§ **Task prompt**
Leave out the pictures and return every entry exactly as it appears.

§ **Dataset content**

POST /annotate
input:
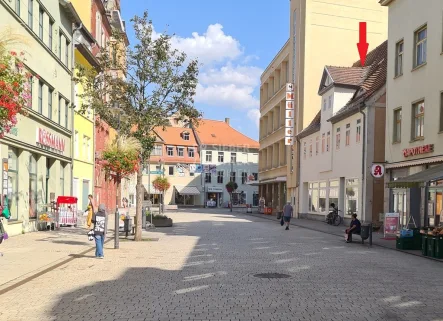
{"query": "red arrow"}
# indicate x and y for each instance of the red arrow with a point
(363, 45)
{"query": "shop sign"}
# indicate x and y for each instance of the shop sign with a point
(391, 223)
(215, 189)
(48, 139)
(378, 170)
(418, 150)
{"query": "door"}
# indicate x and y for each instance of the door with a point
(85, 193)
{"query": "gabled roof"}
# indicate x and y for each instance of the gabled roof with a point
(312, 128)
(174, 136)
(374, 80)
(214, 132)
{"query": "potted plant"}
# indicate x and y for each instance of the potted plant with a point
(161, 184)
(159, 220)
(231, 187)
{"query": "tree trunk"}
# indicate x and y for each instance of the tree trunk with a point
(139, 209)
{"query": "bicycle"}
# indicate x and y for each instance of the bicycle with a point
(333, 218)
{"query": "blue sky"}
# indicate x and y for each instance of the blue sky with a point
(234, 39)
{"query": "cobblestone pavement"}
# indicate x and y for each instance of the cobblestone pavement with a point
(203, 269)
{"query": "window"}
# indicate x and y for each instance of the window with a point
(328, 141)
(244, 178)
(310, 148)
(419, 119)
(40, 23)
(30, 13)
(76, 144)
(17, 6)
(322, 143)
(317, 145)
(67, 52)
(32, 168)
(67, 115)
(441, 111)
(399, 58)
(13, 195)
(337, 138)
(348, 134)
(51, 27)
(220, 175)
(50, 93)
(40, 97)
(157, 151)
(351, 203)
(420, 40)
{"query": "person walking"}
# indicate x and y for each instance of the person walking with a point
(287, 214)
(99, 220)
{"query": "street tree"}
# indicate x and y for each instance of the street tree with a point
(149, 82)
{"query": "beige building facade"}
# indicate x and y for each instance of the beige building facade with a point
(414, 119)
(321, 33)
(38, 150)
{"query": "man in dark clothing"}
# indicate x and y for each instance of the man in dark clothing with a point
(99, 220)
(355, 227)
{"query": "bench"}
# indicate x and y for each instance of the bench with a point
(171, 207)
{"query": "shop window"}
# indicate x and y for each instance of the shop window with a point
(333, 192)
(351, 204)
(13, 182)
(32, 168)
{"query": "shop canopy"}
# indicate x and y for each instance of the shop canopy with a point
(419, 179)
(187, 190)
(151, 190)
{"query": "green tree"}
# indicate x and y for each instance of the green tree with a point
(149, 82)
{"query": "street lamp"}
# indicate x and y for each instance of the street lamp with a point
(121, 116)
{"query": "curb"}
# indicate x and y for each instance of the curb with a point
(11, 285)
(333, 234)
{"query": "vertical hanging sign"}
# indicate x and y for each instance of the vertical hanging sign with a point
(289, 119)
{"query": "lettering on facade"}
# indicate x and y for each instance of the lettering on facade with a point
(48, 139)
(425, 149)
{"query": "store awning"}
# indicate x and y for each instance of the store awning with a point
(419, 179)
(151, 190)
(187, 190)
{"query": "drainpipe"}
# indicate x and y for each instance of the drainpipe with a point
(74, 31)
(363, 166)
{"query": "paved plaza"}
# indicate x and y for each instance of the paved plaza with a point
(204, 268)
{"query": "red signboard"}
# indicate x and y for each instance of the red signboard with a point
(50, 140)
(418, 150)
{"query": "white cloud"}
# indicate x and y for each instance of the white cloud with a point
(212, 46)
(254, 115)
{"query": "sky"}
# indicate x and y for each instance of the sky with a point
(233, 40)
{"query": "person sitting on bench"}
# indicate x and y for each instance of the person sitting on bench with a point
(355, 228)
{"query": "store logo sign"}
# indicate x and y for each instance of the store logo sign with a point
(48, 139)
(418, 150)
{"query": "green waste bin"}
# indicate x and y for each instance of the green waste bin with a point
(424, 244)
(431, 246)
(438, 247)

§ **Response to this task**
POST /annotate
input:
{"query": "red arrow"}
# indicate x and y for each instance of the red arrow with a point
(363, 45)
{"query": "shop sign"}
# indicate x and y for each instance of the shop sign with a point
(391, 223)
(215, 189)
(48, 139)
(378, 170)
(418, 150)
{"query": "door"}
# indicate x and y for each instance of the door with a point
(85, 193)
{"query": "gabled roof"}
# indicate x and y for each instance of the gabled roof with a point
(312, 128)
(174, 136)
(374, 80)
(214, 132)
{"query": "potted plant"}
# indicate x and y for each instance of the potted plant with a point
(161, 184)
(159, 220)
(231, 187)
{"query": "tree trunk"}
# indicate x and y for each instance of the tree trunk with a point
(139, 209)
{"query": "bicycle"}
# indicate x and y for each instance of the bicycle with a point
(333, 218)
{"query": "blue sky"}
# indicate x and y for each instance of the blue sky with a point
(234, 39)
{"query": "cobblestone pavement"}
# indicate x and y for each instance of the cobblestone pavement with a point
(203, 269)
{"query": "window"}
# indicate x and y for each instance of the window with a point
(328, 141)
(244, 178)
(310, 148)
(419, 119)
(40, 23)
(30, 13)
(76, 144)
(17, 6)
(322, 143)
(317, 145)
(67, 52)
(32, 168)
(67, 115)
(441, 111)
(399, 58)
(13, 195)
(337, 138)
(348, 134)
(51, 27)
(220, 175)
(50, 93)
(40, 97)
(157, 151)
(351, 203)
(420, 40)
{"query": "person walking"}
# indicate x and y for each instance of the person walking with a point
(287, 214)
(99, 220)
{"query": "street tree"}
# indicate x and y for each instance of the street tree with a point
(149, 82)
{"query": "beige building facade"}
# indicate x and y for each instance of the beige building facade with a point
(414, 119)
(321, 33)
(38, 150)
{"query": "man in dark clothing"}
# indicate x and y for each instance of the man in dark clothing with a point
(99, 220)
(355, 227)
{"query": "bench"}
# indicate x and y for each instance of the bench with a point
(171, 207)
{"query": "shop window"}
# indicate x and y for each instance of the shop window with a point
(333, 192)
(351, 204)
(13, 182)
(32, 168)
{"query": "shop canopy"}
# indicate x and y for each instance of the shop canopy with a point
(419, 179)
(187, 190)
(151, 190)
{"query": "green tree"}
# indicate x and y for each instance of the green tree with a point
(149, 82)
{"query": "street lamp"}
# indicate x and y for each instance of the street lamp with a point
(121, 116)
{"query": "curb"}
# indicate x and y for each instance of the curb with a point
(11, 285)
(333, 234)
{"query": "vertical hanging sign"}
# indicate x and y for each instance of the vertical hanging sign with a point
(289, 119)
{"query": "lettering on facade"}
# indicate x and y for each instance of the lettering on facade with a point
(48, 139)
(425, 149)
{"query": "store awning"}
# indicate x and y for each instance of the store awning with a point
(419, 179)
(151, 190)
(187, 190)
{"query": "drainpipe"}
# indicate x and y for each instance of the drainpipe with a point
(74, 31)
(363, 166)
{"query": "paved plaza"}
# indicate x and y for each instance of the paved plaza with a point
(204, 268)
{"query": "red signboard"}
# indicate x and y for each instance of the red signboard with a point
(50, 140)
(418, 150)
{"query": "white cloud"}
# indicate x and y for each instance of the white cloud with a point
(212, 46)
(254, 115)
{"query": "sky"}
# indicate x and y for each instance of the sky with a point
(233, 40)
{"query": "person sitting on bench"}
# indicate x and y for each instance of the person sitting on bench with a point
(355, 228)
{"query": "store logo sign"}
# indicate x and y for each instance of the store logo sign with a point
(48, 139)
(418, 150)
{"query": "green waste bin"}
# indicate x and y for each instance of the green waste bin with a point
(424, 244)
(431, 246)
(438, 247)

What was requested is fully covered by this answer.